Start Material

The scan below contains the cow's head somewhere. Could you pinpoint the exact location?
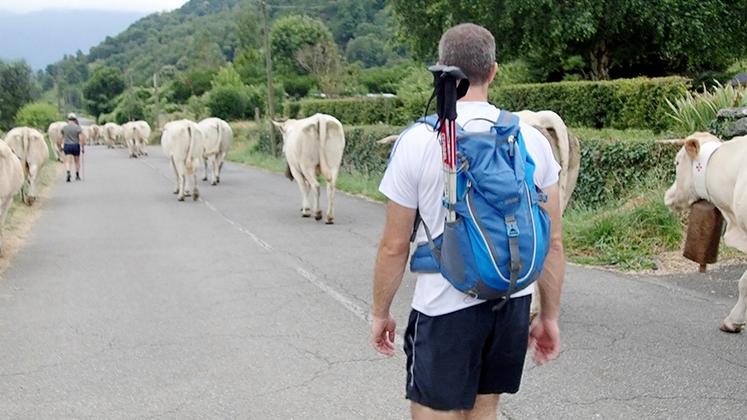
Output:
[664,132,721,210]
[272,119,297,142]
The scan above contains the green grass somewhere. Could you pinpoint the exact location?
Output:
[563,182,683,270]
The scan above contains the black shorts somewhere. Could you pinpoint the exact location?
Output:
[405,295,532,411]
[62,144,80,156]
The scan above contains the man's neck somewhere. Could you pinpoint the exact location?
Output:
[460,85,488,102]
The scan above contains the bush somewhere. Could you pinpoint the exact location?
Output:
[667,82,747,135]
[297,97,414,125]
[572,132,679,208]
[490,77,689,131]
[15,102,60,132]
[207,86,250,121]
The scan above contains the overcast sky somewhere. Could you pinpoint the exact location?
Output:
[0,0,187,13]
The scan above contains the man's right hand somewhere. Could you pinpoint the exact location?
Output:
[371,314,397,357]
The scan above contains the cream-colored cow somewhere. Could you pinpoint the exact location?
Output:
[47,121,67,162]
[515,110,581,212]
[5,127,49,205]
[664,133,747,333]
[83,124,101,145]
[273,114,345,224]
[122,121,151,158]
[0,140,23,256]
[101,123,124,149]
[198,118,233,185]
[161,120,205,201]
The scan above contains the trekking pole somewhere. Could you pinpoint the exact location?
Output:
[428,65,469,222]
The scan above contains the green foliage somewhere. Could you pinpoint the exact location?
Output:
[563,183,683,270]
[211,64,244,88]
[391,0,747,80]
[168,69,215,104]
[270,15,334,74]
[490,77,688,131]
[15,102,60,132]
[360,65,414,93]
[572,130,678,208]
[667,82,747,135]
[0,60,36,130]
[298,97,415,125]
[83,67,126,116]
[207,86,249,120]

End Material

• The problem: Report each line of the material above that contains the word "green", counting a line only if the capitalization matches.

• Final result:
The scan above contains the green grass somewhere. Could you pinpoint the exact location?
The scan above contains the green foliage somewhere. Could you pinpoint the exact location?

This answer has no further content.